#### [Stated task]
Please pick out each line in the items below that contains the string "balcony" and copy those lines. Matches must be case-sensitive.

Segmentation dataset records
►
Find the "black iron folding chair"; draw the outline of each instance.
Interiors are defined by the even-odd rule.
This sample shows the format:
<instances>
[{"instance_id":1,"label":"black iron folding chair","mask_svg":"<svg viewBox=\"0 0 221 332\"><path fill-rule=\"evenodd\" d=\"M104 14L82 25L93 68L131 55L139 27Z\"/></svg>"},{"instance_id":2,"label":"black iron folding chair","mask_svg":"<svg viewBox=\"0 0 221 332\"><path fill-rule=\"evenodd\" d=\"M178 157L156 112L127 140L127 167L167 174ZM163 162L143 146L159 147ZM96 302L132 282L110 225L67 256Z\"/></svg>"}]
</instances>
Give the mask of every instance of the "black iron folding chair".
◄
►
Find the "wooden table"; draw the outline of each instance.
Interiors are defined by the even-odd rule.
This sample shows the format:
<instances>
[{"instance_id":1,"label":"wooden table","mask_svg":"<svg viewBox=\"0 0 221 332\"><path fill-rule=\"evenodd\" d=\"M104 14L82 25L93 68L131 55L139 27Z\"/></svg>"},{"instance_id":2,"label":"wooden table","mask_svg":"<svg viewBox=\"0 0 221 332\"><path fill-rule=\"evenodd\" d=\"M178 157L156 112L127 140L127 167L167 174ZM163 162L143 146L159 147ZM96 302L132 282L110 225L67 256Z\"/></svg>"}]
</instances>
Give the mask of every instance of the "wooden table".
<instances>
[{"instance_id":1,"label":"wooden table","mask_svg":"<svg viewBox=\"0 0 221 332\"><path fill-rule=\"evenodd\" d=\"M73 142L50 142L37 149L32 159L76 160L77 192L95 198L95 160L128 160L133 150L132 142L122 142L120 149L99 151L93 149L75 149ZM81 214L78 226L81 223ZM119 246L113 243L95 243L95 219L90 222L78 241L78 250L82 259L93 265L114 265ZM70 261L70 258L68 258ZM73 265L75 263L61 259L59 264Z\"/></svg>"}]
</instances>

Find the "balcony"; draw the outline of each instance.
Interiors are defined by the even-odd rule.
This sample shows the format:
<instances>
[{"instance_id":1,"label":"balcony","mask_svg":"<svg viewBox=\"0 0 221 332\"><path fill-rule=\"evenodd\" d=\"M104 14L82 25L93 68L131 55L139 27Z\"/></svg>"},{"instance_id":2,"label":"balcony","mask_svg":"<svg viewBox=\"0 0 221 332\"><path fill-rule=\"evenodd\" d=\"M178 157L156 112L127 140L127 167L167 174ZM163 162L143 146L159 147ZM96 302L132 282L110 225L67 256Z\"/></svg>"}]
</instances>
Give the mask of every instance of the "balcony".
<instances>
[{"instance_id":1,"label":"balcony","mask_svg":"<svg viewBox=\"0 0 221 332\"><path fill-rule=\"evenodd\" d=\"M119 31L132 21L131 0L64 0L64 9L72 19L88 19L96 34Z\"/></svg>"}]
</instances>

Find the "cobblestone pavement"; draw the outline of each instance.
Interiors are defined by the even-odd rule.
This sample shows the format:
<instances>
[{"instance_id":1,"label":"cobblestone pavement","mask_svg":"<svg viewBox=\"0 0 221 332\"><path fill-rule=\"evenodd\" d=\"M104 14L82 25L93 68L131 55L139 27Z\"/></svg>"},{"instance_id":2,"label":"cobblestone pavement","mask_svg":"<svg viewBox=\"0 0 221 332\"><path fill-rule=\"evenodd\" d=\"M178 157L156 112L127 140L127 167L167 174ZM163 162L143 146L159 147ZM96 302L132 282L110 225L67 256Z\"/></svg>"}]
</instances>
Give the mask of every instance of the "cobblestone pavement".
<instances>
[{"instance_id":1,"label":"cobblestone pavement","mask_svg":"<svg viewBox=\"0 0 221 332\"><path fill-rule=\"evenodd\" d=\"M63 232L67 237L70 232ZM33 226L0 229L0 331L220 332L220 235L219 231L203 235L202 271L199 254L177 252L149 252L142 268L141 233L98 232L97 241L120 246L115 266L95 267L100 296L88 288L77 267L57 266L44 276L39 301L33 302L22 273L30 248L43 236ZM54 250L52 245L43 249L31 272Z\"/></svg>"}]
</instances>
◄
#### [Reply to the task]
Find the "balcony"; draw the outline of each instance.
[{"instance_id":1,"label":"balcony","mask_svg":"<svg viewBox=\"0 0 221 332\"><path fill-rule=\"evenodd\" d=\"M104 14L82 25L93 68L131 55L139 27Z\"/></svg>"},{"instance_id":2,"label":"balcony","mask_svg":"<svg viewBox=\"0 0 221 332\"><path fill-rule=\"evenodd\" d=\"M178 157L156 112L127 140L127 167L167 174ZM163 162L143 146L159 147ZM96 302L132 282L110 225L67 256Z\"/></svg>"}]
Give the mask of every instance of the "balcony".
[{"instance_id":1,"label":"balcony","mask_svg":"<svg viewBox=\"0 0 221 332\"><path fill-rule=\"evenodd\" d=\"M119 31L132 21L131 0L64 0L64 9L72 19L88 19L96 34Z\"/></svg>"}]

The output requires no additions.